# start of Source

# Voice sound too low with TV sound bar



## Mighty-Lu-Bu (Sep 18, 2018)

I have a Samsung HW-KM45C Sound (with sub) and overall I really like it, but I often find that voices, especially in movies are way too low. Is there anyway I can tweak the settings to improve this?


----------



## eidairaman1 (Sep 18, 2018)

Mighty-Lu-Bu said:


> I have a Samsung HW-KM45C Sound (with sub) and overall I really like it, but I often find that voices, especially in movies are way too low. Is there anyway I can tweak the settings to improve this?



Does it have equalizer settings? My brother has a Sony unit and it's the same.


----------



## hat (Sep 19, 2018)

Is this connected to your PC, or something else?


----------



## Mighty-Lu-Bu (Sep 19, 2018)

Its connected to a TV.


----------



## hat (Sep 19, 2018)

Probably what's happening is you have 5.1 audio, which has the same issue you describe when played through stereo speakers. A lot of the content (like dialogue) is very low through L/R speakers because it's meant to be on a (missing) center speaker. What you really need is to select a stereo track, if there is one, or see if there are any options in your TV settings or whatever your player is for downmixing, or audio normalization. Or sometimes the track is just bad. Breaking Bad is infamous for this. In some scenes you can barely hear dialogue, so you turn up the volume, then something is terribly loud...


----------



## AsRock (Sep 19, 2018)

You can get this issue with 5.1 and having the center channel disabled.  So maybe you have a speaker setting wrong some were.


----------

# end of Source

» Your instructions:
Answer the following about the sound bar thread above.
(a) What model of sound bar does the person who started the thread own?
(b) What is that sound bar connected to?
(c) Which show is named as infamous for dialogue that is hard to hear?

# start of Data

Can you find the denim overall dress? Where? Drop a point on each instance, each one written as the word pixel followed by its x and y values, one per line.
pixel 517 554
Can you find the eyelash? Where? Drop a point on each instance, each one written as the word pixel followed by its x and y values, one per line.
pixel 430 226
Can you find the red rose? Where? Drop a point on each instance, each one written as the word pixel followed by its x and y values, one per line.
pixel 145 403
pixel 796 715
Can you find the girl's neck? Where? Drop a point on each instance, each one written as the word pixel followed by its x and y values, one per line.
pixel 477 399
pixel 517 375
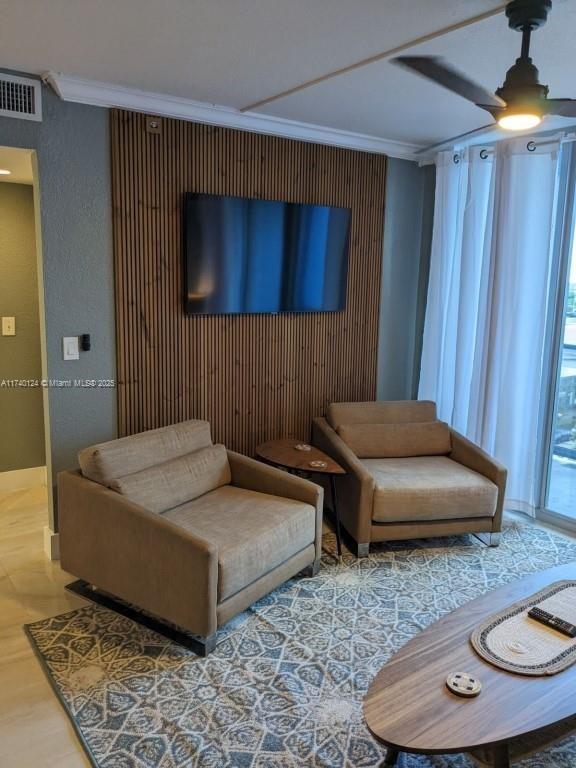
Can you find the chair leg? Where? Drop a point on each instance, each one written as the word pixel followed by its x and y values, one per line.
pixel 206 645
pixel 362 550
pixel 489 539
pixel 311 570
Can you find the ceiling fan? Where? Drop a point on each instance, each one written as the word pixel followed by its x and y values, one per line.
pixel 522 101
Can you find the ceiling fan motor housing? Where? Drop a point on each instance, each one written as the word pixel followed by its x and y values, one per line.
pixel 530 14
pixel 522 85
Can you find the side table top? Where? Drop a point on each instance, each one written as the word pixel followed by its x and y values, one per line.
pixel 284 453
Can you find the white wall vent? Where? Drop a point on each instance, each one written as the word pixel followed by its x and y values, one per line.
pixel 20 97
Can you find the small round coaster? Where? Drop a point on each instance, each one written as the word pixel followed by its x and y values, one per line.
pixel 463 684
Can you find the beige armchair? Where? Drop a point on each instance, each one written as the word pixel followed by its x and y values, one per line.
pixel 408 474
pixel 184 529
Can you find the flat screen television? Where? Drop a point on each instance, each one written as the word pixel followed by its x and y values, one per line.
pixel 247 255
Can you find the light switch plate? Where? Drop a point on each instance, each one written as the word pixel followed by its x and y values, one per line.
pixel 70 348
pixel 8 326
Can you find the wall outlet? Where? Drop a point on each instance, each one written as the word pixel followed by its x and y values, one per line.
pixel 8 326
pixel 70 348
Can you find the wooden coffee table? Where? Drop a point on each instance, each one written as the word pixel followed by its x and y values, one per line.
pixel 283 453
pixel 409 709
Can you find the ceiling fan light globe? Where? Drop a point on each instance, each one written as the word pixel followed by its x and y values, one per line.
pixel 519 121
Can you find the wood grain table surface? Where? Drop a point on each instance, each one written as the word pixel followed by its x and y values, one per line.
pixel 409 708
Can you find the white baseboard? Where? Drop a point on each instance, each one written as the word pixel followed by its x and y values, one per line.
pixel 51 544
pixel 18 479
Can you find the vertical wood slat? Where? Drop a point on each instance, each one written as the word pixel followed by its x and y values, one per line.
pixel 254 377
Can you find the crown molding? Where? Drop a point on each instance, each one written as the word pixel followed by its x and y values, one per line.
pixel 99 94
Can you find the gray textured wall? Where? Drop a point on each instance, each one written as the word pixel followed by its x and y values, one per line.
pixel 72 145
pixel 405 266
pixel 21 410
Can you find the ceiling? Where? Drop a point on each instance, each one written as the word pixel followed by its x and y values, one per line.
pixel 19 163
pixel 238 52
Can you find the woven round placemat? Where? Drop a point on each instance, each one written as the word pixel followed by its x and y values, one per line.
pixel 513 641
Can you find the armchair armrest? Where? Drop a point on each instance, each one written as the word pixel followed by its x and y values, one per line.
pixel 254 475
pixel 137 555
pixel 356 487
pixel 469 454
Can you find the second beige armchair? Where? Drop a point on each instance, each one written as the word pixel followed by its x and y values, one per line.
pixel 184 529
pixel 408 474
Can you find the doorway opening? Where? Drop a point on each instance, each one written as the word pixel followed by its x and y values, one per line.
pixel 25 499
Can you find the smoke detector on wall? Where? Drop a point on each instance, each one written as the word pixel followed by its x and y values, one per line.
pixel 20 97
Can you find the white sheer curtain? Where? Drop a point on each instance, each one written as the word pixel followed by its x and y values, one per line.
pixel 491 279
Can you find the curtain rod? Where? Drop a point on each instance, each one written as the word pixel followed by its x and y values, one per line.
pixel 531 146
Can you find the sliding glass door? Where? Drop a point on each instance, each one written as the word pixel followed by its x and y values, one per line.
pixel 560 498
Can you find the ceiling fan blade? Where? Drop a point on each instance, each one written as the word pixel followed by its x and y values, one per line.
pixel 562 107
pixel 455 139
pixel 436 70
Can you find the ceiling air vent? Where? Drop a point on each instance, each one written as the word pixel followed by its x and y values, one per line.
pixel 20 97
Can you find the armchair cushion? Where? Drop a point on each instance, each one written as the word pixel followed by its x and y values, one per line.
pixel 380 412
pixel 174 482
pixel 253 532
pixel 108 461
pixel 429 488
pixel 427 438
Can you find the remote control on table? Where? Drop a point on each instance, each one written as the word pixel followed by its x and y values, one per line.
pixel 552 621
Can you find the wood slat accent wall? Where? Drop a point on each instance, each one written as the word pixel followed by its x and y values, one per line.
pixel 254 377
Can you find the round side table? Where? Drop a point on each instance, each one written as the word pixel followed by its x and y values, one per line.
pixel 284 453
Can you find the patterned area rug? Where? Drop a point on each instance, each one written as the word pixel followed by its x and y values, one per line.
pixel 284 687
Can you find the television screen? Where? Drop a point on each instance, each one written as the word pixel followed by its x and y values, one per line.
pixel 245 255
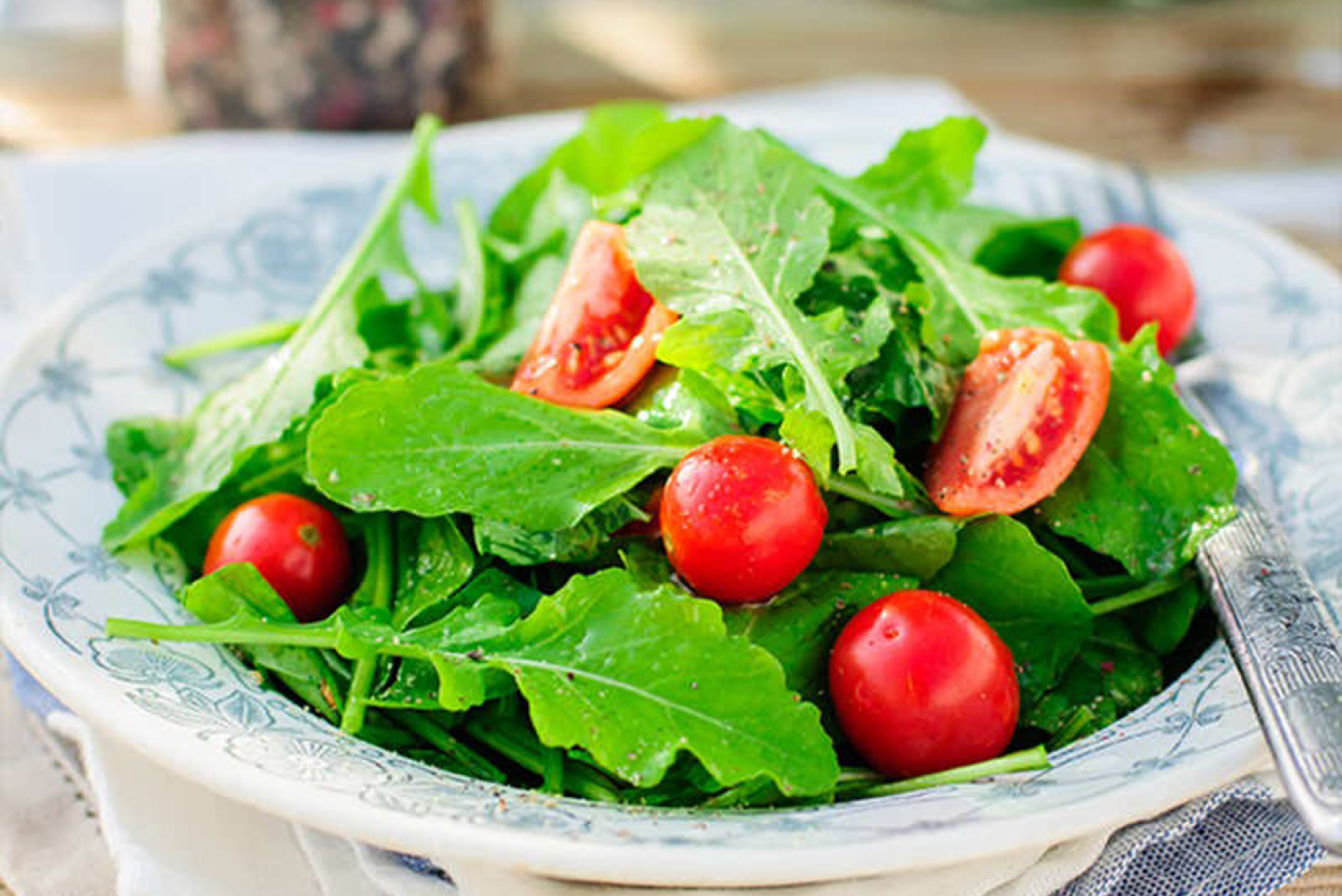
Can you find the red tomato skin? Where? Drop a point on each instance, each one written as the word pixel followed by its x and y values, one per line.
pixel 1142 276
pixel 300 548
pixel 1027 408
pixel 599 337
pixel 921 683
pixel 741 517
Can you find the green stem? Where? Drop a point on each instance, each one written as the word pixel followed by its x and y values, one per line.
pixel 253 337
pixel 1077 722
pixel 520 746
pixel 378 591
pixel 429 729
pixel 1033 760
pixel 1148 592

# end of Data

» Result of the task:
(a) A Samsung HW-KM45C (with sub).
(b) A TV.
(c) Breaking Bad.